Monday, December 05, 2011

How Our Youngest Students Learn

In Mind and Brain (yeah I read geeky magazines) there was a great article on preschools and how we teach kids younger than 7.  Seven is a key age because 0-7 is the most malleable time in the brain’s development. What and how we teach kids below that age is much more important than what we do after.  This is the period where they develop critical thinking skills, interest in creative thought, and enjoyment of exploration and uncertainty.  This is where they figure out that they can learn informally from the people around them by paying attention and being social.  The under-seven year old's brain is actually not designed to learn through focused, goal-directed, in-the-seat, learning.

But instead of leveraging the wonderful abilities that our children can develop at this age, we are intimidating our preschool teachers by instituting standardized tests that focus on isolated facts and skills that force them to teach to the test. Teachers are evaluated based on their students' standardized test scores.  One mother in New York sued her daughter's pre-school because it was not teaching to the test (the entrance exam of the private preschool she wanted her daughter to attend).  Are you serious??? 

But it gets worse.  It turns out that when we teach to the test, children learn that the correct way of learning is to imitate the teacher.  They don’t develop their capacity for creative and innovative learning.  During this malleable stage of life, it is important that they practice and develop these skills.  If they don’t, it is much harder to develop them, even at only 8 years old.  Use it or lose it.

-- Source data --
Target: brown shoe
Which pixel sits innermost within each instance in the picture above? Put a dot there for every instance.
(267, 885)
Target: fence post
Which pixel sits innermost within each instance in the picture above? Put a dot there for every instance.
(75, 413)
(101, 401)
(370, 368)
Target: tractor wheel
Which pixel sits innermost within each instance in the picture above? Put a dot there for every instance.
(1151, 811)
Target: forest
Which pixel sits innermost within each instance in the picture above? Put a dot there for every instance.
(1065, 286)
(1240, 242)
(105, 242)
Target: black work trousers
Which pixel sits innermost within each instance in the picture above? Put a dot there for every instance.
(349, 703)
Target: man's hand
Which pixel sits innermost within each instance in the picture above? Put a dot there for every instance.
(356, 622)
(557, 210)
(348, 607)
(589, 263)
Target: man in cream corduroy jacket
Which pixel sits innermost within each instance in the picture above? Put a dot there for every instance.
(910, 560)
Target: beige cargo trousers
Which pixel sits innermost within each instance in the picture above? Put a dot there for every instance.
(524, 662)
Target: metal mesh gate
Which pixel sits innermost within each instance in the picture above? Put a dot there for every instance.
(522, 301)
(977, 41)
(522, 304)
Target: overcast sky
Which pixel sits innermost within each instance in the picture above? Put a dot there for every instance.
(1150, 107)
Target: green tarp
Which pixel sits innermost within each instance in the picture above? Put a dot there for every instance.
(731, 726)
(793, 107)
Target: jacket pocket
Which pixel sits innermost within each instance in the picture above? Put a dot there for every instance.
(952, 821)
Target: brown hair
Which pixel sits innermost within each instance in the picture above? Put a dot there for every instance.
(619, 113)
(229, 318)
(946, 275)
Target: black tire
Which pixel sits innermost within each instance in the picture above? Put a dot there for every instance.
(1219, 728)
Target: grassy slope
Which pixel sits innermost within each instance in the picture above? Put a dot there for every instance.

-- Work item A --
Do these statements agree with the post on how our youngest students learn? (i) The post calls ages 0 to 7 the most malleable period of brain development. (ii) A father in New York sued his son's preschool. (iii) The post says children under seven are built to learn through focused, goal-directed, in-the-seat learning. Answer yes or no for each, and quote the deciding words from the post.
-- Work item B --
Continue the post on how our youngest students learn, beginning after its last sentence.

-- Reply A --
(i) Yes: "Seven is a key age because 0-7 is the most malleable time in the brain’s development."
(ii) No: "One mother in New York sued her daughter's pre-school because it was not teaching to the test"
(iii) No: "The under-seven year old's brain is actually not designed to learn through focused, goal-directed, in-the-seat, learning."

-- Reply B --
And then it gets EVEN WORSE than that.  It turns out that this creative exploration is also what provides the basis for the child’s future mental health.  In one study, 6% of children in a play-based preschool went on to develop emotional problems, compared to 50% in the heavily academic preschool.  The focused, in-the seat, kind of learning causes stress that physiologically damages the child’s developing brain.   It can cause anxiety, depression, and even cardiovascular problems.  The feeling that they have no personal control causes the release of toxic neurotransmitters that can damage the hippocampus, which is important for learning and memory.

Children ages 0-7 should never see a flashcard, a multiple choice question, or a fill-in-the-blank (OK, I am exaggerating a little here).  But the focus of preschool should definitely be on exploring, innovating, playing, creating, being social, trying new things, failing often and not being penalized for it, being comfortable with uncertainty, and using their imaginations. In a further damage to this last trait, more and more young learners are being plopped in front of a computer screen for their education. Online-only education, previously reserved for students going for online college degrees through for-profit schools who are mature enough to handle this kind of independent responsibility, has now been adapted for K-12 education. Nearly 2 million kids are now taking class through a computer screen, in a move that's saving money for school districts, but sure to reduce the interactions between students. The age of the care free pres-schooler seems to be coming to an end, as young learners learn how to master the linear progression of schools, when they should really be learning how to be themselves.

Is it possible to overcome this trend in today’s gridlocked politics, tight education budgets, and fear of global competition?  Are we stuck teaching to the test and losing our edge in innovation (the one competitive advantage the US still has left)?  You think the economy is bad now, just wait.